New Year’s Honours awards for EF Gordon’s granddaughters
Two granddaughters of Bermuda civil rights activist, Edgar Fitzgerald Gordon, have been recognised in the New Year’s Honours.
Veteran BBC news broadcaster Moira Stuart was made a Commander of the Order of the British Empire and her sister Sharon Davis-Murdoch, the co-founder and co-president of the Health Association of African Canadians, was awarded the Order of Canada.
Ms Stuart and Ms Davis-Murdoch both lived in Bermuda for some time.
Ms Stuart, 72, told the BBC "it hasn't been easy" but that she was "moved and lifted" to be appointed a CBE for services to the media over 40 years.
She started her career as a radio production assistant in the 1970s and became a BBC Radio 4 newsreader and later a presenter for the Andrew Marr Show, BBC Breakfast and News After Noon.
She became the first black woman to read the news on British television in 1981.
Ms Stuart told the BBC: "Over the years, since my first Radio 4 news bulletin in 1978 through to my last BBC News summary in 2018, I've been committed to public service broadcasting, which gave me the chance to shift barriers, open doors, and change so many stagnant stereotypes.”
Ms Davis-Murdoch, who was educated at Mount St Agnes Academy, was recognised for her work to eliminate systemic inequalities in the healthcare system and said the HAAC played a major part in that work.
The organisation was formed in 2000 to tackle African Canadian health problems and inequalities that affect health.
The Order of Canada is an award that honours those who make extraordinary contributions to the country.
Ms Davis-Murdoch was recently co-manager of the Association of Black Social Workers and HAAC's Covid-19 Response and Impact Initiative, which worked to create “culturally specific” African Nova Scotian vaccination clinics.
She has been involved with social justice work in line with generations of her family.
Ms Davis-Murdoch said that Canada’s reality of anti-Black racism, and its history of enslavement and segregation is ingrained in the current systems.
A report on www.cbc.ca, called “Health advocate with 'fire in the belly for justice' one of 9 Nova Scotians named to Order of Canada”, said: “She said her maternal grandparents were both ‘social justice champions’ – her grandfather, a physician and civil rights leader in Bermuda, and her grandmother, the first Black physician to attend the University of Edinburgh, where they first met.

TRY IT :: Copy the article on the New Year's Honours word for word, everything from "A report on" down to "they first met.".

Referring expression pointing data ::
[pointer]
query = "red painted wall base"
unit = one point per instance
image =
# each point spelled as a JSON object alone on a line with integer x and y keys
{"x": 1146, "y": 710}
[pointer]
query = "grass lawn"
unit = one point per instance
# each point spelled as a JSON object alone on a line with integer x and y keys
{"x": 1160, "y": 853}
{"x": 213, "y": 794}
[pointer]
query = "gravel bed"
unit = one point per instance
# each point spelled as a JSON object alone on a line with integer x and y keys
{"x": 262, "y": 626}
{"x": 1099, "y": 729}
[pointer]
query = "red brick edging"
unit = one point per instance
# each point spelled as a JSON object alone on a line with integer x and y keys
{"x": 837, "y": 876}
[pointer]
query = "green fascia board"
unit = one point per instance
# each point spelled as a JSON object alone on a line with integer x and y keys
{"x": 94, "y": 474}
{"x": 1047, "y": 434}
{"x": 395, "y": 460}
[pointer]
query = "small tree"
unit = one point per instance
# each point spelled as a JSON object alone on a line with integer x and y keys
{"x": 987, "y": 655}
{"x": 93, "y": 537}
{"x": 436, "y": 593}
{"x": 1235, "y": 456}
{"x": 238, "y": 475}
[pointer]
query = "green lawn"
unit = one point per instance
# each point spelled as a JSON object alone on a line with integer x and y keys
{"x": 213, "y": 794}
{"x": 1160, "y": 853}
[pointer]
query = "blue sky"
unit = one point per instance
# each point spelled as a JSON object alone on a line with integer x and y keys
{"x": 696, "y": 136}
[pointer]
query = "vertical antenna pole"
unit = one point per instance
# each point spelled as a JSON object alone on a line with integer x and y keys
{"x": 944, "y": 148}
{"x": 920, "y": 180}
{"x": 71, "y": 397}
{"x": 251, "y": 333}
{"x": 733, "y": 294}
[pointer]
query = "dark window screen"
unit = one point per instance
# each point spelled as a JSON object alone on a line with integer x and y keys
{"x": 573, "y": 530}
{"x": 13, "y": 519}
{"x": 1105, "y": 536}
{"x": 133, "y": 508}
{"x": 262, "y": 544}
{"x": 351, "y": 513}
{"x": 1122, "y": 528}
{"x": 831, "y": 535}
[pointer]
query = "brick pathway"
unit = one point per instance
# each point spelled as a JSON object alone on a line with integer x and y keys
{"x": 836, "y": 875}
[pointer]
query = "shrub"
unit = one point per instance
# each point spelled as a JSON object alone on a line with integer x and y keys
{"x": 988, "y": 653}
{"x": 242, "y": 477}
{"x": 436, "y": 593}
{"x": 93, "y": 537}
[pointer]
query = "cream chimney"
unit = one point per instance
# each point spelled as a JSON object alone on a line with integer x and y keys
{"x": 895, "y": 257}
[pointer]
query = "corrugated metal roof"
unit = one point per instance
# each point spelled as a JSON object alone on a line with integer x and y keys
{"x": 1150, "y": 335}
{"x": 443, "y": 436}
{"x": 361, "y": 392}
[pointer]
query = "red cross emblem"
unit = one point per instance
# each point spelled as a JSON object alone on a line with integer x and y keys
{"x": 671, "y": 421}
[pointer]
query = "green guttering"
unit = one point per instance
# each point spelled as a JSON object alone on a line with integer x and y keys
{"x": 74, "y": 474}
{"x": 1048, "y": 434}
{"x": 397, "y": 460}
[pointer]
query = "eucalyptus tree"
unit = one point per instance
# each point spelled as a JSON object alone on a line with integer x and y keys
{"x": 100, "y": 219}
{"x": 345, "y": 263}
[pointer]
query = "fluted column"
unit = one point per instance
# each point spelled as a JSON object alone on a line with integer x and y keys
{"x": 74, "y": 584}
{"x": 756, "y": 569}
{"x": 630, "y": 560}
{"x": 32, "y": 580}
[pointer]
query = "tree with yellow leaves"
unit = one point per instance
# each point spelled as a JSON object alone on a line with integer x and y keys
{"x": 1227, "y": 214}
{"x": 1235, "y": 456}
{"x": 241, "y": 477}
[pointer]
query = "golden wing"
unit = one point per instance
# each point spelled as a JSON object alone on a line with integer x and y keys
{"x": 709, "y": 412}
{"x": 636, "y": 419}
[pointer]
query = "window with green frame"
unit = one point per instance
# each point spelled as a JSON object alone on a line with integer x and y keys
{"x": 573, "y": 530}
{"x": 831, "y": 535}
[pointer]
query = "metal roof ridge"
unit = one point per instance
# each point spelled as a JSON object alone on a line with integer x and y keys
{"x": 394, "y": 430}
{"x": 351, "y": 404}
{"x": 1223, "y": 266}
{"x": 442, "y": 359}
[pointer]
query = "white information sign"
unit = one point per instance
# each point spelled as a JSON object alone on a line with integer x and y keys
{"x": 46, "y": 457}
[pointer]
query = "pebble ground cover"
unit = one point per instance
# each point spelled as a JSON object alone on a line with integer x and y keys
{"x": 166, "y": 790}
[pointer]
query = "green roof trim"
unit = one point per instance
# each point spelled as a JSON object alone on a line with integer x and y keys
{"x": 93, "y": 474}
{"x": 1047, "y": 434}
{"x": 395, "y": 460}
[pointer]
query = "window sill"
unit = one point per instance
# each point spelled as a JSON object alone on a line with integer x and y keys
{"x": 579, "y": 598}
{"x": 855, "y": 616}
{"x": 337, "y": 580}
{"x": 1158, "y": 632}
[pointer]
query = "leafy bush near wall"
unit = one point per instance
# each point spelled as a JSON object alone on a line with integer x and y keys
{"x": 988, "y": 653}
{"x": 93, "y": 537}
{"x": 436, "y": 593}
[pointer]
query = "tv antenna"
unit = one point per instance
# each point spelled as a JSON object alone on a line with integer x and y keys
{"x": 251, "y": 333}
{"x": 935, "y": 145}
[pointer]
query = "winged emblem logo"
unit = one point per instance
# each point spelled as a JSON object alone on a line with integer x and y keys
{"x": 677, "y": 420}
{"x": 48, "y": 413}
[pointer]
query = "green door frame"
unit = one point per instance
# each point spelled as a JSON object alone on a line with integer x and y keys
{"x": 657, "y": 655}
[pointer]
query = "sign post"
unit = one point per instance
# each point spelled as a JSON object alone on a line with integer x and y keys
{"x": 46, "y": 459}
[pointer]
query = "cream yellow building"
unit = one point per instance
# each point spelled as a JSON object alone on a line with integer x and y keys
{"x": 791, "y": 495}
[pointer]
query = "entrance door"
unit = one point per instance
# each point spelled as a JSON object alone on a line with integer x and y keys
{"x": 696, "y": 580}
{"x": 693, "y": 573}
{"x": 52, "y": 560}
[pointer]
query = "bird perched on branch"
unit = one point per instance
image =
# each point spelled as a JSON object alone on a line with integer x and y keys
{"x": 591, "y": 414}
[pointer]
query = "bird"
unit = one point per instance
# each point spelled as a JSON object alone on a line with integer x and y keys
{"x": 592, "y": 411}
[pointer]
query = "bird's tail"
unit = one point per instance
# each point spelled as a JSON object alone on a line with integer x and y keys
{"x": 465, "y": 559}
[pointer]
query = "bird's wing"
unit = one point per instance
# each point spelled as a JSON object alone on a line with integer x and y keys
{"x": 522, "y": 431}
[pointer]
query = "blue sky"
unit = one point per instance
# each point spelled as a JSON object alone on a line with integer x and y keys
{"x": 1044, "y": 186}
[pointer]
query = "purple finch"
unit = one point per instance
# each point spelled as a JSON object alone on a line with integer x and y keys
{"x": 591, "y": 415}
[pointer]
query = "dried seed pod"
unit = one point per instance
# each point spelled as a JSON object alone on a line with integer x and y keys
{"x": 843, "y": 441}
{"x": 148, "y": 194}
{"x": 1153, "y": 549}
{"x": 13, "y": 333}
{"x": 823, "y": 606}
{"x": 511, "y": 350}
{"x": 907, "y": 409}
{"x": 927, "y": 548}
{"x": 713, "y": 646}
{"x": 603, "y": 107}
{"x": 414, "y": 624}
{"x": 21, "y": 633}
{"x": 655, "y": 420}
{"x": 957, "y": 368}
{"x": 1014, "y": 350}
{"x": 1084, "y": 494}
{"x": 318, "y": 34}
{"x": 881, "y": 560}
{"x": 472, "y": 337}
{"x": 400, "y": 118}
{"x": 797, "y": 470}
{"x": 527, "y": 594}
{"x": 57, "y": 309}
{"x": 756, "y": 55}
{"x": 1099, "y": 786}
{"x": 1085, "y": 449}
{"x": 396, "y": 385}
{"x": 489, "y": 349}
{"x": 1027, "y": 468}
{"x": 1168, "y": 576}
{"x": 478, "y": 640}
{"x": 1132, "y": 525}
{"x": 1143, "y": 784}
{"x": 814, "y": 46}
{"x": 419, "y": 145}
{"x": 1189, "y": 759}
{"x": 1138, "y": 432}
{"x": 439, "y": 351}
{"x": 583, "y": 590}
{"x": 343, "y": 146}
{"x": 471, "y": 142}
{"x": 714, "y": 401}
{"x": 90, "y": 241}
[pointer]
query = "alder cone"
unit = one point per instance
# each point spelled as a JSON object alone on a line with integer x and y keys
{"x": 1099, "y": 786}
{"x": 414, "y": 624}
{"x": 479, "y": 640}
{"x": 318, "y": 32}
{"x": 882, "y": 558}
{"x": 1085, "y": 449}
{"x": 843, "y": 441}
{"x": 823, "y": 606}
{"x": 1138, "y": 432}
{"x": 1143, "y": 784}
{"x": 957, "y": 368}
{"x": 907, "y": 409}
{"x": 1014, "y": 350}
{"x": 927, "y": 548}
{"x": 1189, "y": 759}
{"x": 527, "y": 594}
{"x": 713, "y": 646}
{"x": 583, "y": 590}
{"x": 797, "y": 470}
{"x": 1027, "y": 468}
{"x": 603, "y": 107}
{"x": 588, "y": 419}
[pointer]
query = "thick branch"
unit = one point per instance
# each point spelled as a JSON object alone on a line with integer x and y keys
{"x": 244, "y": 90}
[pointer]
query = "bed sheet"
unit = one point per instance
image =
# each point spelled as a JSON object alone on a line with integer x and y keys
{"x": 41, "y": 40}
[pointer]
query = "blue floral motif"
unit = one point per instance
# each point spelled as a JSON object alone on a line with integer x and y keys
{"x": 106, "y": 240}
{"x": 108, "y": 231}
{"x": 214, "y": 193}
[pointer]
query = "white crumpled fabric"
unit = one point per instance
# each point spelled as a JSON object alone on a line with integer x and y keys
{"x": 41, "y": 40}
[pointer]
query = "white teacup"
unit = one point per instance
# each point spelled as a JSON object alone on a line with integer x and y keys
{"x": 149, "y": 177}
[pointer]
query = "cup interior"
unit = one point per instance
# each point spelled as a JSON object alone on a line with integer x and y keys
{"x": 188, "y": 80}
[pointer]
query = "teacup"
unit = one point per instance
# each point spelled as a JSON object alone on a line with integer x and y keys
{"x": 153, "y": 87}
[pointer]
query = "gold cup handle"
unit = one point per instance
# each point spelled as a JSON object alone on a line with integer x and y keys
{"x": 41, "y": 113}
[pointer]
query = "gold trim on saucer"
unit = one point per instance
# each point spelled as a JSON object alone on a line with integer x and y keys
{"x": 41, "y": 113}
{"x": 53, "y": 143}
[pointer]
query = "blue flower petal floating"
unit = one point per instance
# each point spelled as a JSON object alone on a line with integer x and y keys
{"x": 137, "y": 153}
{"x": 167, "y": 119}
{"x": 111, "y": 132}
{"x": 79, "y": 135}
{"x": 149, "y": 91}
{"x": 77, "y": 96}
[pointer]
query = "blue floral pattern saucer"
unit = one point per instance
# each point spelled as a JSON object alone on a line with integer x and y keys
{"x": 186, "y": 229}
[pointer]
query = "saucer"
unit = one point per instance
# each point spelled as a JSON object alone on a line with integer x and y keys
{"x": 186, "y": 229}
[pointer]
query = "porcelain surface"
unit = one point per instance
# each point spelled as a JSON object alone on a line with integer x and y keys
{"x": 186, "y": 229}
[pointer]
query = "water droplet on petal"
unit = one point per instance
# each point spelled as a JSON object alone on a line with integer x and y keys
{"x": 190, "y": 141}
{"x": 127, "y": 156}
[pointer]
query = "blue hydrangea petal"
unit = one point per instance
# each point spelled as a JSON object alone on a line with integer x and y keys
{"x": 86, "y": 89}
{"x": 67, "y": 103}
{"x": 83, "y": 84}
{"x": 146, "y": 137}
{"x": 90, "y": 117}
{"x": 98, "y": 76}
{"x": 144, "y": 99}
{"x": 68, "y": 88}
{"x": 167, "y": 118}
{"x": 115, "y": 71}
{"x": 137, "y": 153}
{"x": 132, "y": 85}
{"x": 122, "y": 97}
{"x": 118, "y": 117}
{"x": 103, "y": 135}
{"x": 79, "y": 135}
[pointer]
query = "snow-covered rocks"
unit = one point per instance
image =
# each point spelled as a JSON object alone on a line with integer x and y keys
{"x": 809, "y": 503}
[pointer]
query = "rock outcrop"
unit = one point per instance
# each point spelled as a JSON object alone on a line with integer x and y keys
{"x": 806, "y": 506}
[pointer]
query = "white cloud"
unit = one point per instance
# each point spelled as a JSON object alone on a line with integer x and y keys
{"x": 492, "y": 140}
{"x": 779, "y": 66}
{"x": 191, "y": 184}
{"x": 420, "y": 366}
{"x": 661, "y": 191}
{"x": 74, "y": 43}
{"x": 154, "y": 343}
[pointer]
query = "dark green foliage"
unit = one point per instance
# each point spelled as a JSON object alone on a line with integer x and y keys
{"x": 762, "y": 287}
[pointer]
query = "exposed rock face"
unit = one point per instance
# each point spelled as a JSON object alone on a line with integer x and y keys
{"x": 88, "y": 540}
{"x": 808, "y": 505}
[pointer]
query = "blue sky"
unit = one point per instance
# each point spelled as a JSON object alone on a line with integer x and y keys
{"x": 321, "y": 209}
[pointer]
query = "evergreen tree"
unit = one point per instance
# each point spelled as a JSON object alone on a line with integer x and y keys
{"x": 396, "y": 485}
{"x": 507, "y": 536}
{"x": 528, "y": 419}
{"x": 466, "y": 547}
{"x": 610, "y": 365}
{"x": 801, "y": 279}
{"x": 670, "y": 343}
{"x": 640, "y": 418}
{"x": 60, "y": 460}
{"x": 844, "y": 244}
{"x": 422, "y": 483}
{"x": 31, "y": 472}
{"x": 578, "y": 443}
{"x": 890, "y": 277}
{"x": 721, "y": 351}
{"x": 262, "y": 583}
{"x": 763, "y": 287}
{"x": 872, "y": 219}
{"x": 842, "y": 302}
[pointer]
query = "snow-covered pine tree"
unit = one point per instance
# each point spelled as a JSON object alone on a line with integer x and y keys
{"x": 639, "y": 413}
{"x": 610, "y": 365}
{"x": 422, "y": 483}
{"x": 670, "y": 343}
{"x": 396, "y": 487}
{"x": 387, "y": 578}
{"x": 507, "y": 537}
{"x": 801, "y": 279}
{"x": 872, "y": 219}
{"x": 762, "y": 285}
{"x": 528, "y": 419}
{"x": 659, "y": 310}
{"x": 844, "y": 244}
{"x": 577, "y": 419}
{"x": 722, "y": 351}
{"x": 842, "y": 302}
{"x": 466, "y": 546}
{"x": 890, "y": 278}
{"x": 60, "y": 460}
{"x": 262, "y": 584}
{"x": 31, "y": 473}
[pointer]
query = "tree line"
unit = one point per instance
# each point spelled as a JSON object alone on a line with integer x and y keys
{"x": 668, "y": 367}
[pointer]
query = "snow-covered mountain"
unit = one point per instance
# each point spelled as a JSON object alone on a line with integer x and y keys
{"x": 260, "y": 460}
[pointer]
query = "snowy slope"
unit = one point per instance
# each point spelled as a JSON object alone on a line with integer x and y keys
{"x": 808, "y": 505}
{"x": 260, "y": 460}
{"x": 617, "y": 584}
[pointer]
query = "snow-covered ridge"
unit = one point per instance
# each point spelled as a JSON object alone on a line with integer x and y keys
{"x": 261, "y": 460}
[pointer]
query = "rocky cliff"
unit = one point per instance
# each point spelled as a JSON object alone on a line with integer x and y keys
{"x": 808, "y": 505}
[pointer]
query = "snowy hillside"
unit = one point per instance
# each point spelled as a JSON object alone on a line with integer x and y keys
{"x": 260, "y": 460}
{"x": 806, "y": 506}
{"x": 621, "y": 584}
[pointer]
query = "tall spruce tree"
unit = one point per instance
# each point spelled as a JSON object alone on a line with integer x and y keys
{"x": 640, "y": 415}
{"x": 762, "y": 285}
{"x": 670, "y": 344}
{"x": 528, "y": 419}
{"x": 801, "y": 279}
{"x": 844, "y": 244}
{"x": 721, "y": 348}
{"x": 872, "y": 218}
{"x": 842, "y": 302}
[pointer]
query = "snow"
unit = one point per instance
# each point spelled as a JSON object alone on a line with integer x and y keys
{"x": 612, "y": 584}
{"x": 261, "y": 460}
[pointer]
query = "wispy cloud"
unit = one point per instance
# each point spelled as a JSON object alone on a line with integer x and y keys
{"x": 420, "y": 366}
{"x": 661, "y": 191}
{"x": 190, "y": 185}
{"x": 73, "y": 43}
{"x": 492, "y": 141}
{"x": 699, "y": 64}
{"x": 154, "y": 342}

SOLUTION TO THE PROBLEM ::
A report on www.cbc.ca, called “Health advocate with 'fire in the belly for justice' one of 9 Nova Scotians named to Order of Canada”, said: “She said her maternal grandparents were both ‘social justice champions’ – her grandfather, a physician and civil rights leader in Bermuda, and her grandmother, the first Black physician to attend the University of Edinburgh, where they first met.